● **Blok Teks**
+--

JAKARTA (POSBERITAKOTA) – Sikap profesionalisme Mahkamah Konstitusi (MK) dalam menangani perkara, dipertanyakan dan sekaligus diragukan oleh kuasa hukum dari Pro Kader Lintas Mahasiswa Indonesia (PROKLAMASI), Sunandiantoro SH MH.
Penyebabnya, terkait pengajuan permohonan uji materi UU PEMILU Pasal 12 huruf (l), Pasal 93 huruf (m) serta pasal penjelasannya yang dianggap bertentangan dengan UUD 1945 hingga saat ini masih saja belum ada kepastian kapan bakal digelarnya sidang perdana.
Ditegaskan Sunandiantoro bahwa sesuai dengan PMK No. 2 Tahun 2021 Pasal 17 ayat (1), pasal (3) dan pasal (20), seharusnya dalam waktu 3 hari kerja sejak permohonan diregistrasi kemudian dapat diinformasikan jadwal persidangannya.
Ketidakprofesionalan MK tersebut, menurut dia lagi, dibuktikan dengan tidak adanya pemberitahuan dari Panitera bahwa permohonan a quo tercatat dalam Buku Registrasi Perkara Konstitusi Elektronik (e-BRPK). Termasuk tidak adanya pemberitahuan Akta Registrasi Perkara Konstitusi (ARPK) serta tidak adanya pemberitahuan penetapan hari sidang pertama terhadap Permohonan No.128-1/PUU/PAN.MK/AP3.
“Padahal, sebelumnya kami telah mengajukan permohonan ke Mahkamah Konstitusi tanggal 21 September 2023 dengan bukti tanda terima No. 128-1/PUU/PAN.MK/AP3 terkait penambahan Tugas KPU dan Bawaslu. Dalam hal ini, kami sangat kecewa dan menyesalkan tindakan MK, karena hingga saat ini permohonan kami belum ditindaklanjuti. Karena itu, kami meyakini permohonannya sedang dihambat. Kami pun mempertanyakan sikap profesionalisme MK,” kata Sunandiantoro kepada media di Kantor Mahkamah Konstitusi, Jakarta, Senin (2/10/2023).

+--

● **Data Sumber**
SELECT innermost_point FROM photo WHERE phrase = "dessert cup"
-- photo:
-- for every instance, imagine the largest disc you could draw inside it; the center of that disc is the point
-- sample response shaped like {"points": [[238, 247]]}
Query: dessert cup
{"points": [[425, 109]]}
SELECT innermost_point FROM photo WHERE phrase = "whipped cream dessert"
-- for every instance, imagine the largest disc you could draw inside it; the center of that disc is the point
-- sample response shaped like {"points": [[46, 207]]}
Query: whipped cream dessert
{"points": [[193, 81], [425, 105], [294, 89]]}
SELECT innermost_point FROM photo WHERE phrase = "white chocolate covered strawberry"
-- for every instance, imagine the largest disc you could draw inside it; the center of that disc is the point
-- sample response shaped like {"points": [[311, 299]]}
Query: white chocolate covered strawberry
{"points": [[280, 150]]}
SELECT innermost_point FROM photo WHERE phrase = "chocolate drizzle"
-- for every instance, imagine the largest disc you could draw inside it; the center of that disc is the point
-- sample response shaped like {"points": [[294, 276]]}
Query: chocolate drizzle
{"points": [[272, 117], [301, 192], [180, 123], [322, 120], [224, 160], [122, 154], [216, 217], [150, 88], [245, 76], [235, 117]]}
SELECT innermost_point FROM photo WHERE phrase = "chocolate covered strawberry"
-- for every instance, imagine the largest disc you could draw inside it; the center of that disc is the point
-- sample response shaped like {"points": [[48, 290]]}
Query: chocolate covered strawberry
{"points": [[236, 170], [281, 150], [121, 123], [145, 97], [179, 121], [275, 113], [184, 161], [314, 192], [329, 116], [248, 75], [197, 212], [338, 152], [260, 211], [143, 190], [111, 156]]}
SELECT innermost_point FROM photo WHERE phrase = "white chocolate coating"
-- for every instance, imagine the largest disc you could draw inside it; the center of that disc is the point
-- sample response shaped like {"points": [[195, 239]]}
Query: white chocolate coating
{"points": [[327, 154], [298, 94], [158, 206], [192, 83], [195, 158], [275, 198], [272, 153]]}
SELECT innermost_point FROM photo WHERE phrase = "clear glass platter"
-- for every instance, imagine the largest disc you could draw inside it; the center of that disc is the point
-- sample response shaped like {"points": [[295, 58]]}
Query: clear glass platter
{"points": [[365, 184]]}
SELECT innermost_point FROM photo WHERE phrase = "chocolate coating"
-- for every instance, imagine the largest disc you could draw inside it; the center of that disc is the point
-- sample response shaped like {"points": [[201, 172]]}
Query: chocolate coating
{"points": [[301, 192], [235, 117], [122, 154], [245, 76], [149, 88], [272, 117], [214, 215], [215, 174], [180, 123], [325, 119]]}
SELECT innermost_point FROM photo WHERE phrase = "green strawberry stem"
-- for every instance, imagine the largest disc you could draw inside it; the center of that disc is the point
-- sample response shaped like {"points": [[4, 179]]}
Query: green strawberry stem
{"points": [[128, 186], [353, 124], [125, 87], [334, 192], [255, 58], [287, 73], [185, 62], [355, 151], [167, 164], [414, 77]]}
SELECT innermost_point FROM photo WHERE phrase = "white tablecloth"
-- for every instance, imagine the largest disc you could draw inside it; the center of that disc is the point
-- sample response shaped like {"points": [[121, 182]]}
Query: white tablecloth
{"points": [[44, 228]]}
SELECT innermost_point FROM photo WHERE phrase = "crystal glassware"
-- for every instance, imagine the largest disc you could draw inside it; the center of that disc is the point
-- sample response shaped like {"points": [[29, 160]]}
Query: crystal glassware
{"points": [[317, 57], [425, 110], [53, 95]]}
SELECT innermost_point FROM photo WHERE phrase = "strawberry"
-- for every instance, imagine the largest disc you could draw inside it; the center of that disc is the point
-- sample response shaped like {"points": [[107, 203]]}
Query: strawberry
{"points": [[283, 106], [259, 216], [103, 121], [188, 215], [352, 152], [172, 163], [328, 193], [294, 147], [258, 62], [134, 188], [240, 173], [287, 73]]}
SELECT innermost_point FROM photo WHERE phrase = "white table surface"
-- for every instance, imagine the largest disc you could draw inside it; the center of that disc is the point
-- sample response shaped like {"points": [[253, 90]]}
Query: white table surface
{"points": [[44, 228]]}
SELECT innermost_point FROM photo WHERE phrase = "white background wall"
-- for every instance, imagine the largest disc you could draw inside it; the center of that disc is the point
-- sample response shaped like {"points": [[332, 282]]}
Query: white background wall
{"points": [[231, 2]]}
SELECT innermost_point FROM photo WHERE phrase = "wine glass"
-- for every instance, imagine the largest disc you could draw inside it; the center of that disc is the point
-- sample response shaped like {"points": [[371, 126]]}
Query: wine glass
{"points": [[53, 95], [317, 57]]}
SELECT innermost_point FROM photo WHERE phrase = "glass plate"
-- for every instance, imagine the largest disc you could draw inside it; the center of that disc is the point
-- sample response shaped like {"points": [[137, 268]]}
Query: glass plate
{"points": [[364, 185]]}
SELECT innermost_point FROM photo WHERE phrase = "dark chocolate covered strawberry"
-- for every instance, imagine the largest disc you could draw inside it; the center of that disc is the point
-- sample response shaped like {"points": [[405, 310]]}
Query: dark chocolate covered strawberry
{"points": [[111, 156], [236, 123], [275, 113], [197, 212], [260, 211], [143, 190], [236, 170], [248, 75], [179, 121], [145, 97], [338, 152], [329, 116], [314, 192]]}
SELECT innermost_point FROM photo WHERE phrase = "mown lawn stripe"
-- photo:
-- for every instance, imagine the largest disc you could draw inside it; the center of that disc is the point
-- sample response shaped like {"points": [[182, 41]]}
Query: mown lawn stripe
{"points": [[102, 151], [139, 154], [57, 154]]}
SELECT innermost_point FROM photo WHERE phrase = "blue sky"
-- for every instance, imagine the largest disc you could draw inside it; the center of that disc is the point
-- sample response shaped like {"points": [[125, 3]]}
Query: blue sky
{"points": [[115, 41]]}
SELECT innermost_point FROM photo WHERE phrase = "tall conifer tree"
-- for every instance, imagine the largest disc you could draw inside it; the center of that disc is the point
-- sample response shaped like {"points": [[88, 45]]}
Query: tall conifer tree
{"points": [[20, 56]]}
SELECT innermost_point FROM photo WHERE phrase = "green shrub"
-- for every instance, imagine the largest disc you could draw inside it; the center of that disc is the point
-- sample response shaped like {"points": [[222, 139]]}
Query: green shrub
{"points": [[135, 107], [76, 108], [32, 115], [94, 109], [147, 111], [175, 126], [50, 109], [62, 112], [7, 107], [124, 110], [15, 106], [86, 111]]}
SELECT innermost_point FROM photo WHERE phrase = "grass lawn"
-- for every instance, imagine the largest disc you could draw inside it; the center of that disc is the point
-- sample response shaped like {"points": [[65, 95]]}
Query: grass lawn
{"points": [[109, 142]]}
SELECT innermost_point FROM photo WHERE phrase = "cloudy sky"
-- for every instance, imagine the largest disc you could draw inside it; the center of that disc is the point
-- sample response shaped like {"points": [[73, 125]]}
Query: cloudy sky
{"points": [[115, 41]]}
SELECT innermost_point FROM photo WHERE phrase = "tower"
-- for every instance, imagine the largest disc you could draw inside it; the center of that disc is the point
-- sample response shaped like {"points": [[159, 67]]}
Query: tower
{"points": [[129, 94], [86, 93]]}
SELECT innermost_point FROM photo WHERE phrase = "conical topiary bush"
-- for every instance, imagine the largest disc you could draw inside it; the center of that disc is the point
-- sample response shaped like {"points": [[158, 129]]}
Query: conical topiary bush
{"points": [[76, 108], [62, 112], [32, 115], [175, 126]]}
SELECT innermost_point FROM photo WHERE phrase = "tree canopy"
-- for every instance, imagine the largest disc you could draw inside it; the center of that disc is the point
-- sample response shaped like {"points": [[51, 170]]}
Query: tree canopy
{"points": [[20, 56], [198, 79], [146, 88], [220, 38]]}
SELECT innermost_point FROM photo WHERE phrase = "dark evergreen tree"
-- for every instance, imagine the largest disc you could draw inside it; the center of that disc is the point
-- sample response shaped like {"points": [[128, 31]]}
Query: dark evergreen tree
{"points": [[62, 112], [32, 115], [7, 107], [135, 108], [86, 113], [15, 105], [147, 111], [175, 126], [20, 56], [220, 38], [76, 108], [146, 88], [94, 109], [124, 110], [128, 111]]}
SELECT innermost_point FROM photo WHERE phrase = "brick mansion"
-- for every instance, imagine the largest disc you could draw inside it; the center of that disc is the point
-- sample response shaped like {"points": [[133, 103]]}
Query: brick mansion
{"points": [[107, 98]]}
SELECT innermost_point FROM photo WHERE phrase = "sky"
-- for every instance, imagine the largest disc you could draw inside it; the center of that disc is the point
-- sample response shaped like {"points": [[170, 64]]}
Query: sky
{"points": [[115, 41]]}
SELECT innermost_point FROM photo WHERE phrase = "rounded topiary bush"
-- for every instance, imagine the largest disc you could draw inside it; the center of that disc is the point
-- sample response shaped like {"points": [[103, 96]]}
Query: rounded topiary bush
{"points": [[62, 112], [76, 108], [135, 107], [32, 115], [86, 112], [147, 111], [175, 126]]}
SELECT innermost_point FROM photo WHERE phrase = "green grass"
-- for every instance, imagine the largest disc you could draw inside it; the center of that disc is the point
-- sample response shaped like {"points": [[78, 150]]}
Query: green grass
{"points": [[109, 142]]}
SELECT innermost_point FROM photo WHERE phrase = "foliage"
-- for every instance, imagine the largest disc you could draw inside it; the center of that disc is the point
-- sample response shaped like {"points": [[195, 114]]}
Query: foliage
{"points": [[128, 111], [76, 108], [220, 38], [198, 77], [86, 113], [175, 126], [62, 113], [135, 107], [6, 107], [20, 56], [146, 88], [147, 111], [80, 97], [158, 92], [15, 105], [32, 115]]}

+--

● **Tugas yang Dikerjakan**
**A.** Tuliskan kembali bagian teks berita yang diawali kata-kata yang memuat "Ketidakprofesionalan MK tersebut, menurut" dan diakhiri "terhadap Permohonan No.128-1/PUU/PAN.MK/AP3." tanpa mengubah apa pun.
**B.** Temukan setiap baris data yang memuat kata "background", lalu salin baris-baris tersebut apa adanya.
Baris-baris data ini tidak berkaitan dengan teks berita.

● **Hasil per Tugas**
**A.**
Ketidakprofesionalan MK tersebut, menurut dia lagi, dibuktikan dengan tidak adanya pemberitahuan dari Panitera bahwa permohonan a quo tercatat dalam Buku Registrasi Perkara Konstitusi Elektronik (e-BRPK). Termasuk tidak adanya pemberitahuan Akta Registrasi Perkara Konstitusi (ARPK) serta tidak adanya pemberitahuan penetapan hari sidang pertama terhadap Permohonan No.128-1/PUU/PAN.MK/AP3.

**B.**
SELECT innermost_point FROM photo WHERE phrase = "white background wall"
Query: white background wall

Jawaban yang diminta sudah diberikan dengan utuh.